Location annotation dataset excerpts

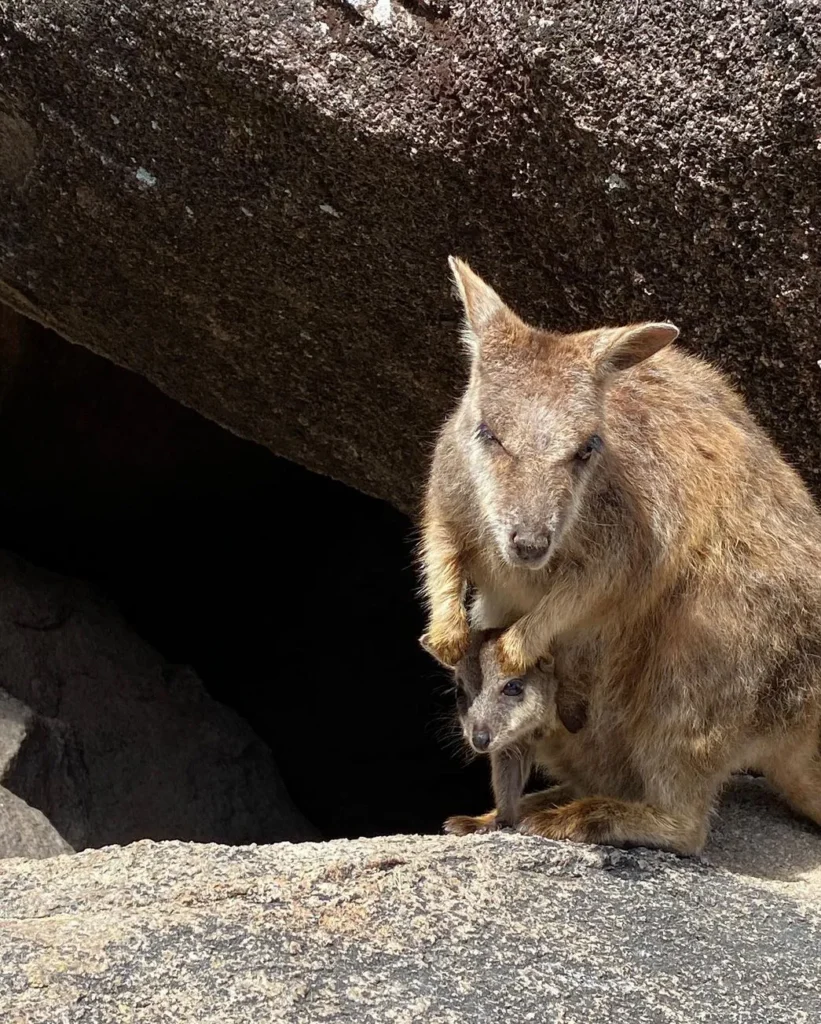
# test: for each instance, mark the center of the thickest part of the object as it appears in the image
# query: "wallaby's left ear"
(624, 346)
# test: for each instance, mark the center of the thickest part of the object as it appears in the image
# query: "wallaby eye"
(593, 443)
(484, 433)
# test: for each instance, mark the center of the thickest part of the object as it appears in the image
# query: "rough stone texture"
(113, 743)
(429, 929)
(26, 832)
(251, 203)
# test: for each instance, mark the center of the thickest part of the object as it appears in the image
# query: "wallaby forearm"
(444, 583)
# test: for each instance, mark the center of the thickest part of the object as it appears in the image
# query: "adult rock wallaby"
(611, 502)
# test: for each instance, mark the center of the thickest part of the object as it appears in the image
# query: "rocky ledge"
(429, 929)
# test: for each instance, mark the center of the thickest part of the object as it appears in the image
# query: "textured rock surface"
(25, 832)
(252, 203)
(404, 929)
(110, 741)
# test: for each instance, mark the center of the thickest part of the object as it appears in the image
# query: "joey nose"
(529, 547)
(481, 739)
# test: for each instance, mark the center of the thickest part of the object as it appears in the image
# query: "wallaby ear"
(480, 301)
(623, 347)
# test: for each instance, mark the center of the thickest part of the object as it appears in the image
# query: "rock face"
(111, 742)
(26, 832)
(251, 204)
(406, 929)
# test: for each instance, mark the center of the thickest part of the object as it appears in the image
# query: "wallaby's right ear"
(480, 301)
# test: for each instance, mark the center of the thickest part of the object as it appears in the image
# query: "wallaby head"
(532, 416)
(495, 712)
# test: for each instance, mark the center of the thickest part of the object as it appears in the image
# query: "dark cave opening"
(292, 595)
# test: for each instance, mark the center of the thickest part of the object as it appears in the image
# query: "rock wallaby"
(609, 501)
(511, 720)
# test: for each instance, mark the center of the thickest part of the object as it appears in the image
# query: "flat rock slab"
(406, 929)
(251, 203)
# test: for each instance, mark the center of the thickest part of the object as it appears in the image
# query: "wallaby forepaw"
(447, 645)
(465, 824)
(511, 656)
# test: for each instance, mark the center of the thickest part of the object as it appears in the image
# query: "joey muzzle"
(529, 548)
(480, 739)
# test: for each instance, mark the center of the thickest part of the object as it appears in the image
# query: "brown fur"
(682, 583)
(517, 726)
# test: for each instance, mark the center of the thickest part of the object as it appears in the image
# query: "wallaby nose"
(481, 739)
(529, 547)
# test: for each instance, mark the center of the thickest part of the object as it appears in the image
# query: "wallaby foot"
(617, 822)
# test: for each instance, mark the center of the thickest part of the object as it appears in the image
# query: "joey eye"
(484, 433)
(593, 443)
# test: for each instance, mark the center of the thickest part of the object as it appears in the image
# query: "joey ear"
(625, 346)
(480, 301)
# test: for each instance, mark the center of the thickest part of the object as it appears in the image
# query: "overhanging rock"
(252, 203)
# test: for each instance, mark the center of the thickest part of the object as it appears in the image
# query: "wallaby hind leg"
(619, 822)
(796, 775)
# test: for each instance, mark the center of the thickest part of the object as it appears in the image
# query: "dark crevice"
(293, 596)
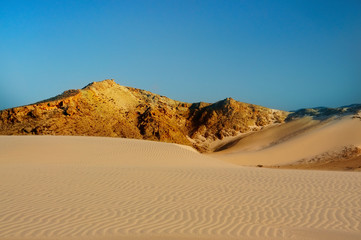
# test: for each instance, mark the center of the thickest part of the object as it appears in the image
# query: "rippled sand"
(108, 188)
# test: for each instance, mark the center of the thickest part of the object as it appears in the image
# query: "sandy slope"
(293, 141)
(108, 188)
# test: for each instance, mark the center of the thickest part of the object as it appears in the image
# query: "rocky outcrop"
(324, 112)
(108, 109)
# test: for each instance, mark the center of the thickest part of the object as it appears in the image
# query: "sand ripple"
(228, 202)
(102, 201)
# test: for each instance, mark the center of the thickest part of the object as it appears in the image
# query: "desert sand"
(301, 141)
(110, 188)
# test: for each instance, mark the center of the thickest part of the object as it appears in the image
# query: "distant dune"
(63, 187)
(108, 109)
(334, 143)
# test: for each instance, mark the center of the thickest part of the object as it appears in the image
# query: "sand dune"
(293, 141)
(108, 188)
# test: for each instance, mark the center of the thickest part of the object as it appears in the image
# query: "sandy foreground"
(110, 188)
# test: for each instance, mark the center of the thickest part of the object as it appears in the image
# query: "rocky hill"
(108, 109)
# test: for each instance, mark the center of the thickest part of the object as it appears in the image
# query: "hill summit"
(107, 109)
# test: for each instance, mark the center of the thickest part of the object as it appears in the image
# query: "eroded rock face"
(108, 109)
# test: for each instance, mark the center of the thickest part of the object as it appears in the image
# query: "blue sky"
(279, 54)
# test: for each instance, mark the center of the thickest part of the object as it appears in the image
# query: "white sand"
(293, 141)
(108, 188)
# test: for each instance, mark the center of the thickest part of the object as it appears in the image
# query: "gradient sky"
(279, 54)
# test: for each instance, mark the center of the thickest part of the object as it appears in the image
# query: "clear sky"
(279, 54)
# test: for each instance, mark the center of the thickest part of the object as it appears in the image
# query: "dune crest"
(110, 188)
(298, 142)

--

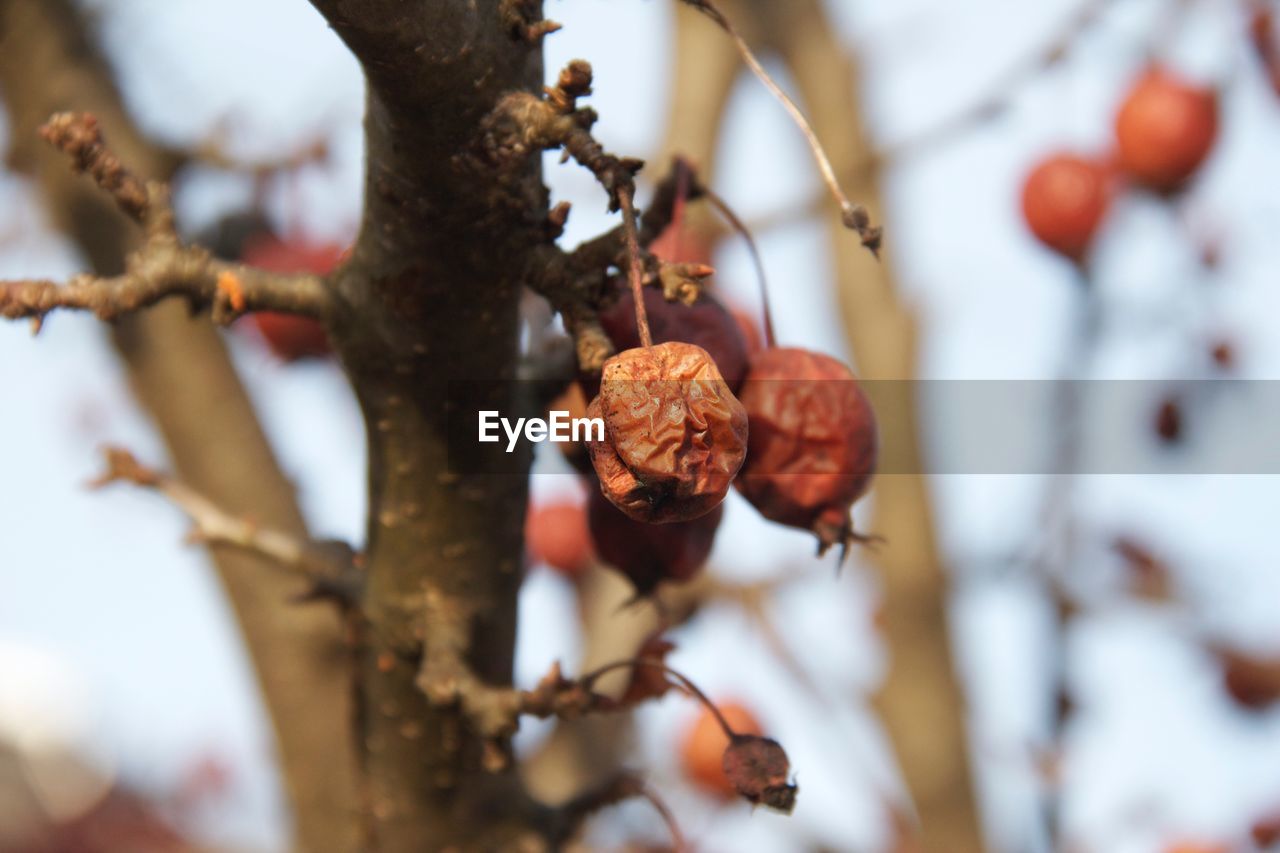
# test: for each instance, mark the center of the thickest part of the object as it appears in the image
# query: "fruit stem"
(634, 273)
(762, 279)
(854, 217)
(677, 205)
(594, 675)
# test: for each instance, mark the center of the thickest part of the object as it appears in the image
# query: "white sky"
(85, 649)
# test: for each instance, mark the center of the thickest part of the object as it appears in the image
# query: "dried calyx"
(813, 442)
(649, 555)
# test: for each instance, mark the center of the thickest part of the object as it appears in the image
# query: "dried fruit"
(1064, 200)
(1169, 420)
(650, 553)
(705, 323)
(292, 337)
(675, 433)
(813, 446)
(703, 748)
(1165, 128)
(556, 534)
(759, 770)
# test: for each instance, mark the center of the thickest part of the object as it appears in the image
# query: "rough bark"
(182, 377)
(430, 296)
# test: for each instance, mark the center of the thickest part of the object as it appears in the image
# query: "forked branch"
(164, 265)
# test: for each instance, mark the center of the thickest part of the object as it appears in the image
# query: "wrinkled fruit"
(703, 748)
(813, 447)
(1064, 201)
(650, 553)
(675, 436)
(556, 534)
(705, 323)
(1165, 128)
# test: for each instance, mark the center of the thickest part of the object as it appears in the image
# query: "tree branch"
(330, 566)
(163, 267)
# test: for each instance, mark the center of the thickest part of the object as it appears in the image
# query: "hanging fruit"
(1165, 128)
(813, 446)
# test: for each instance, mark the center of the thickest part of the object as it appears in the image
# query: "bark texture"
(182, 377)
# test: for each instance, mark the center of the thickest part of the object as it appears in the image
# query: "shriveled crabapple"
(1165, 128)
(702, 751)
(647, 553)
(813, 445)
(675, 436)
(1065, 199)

REQUIREMENT
Pull out each line of the listing that contains the string "rocky", treating uppercase and lowercase as different.

COMPLETED EXERCISE
# query: "rocky ledge"
# query: "rocky outcrop"
# query: "rocky hill"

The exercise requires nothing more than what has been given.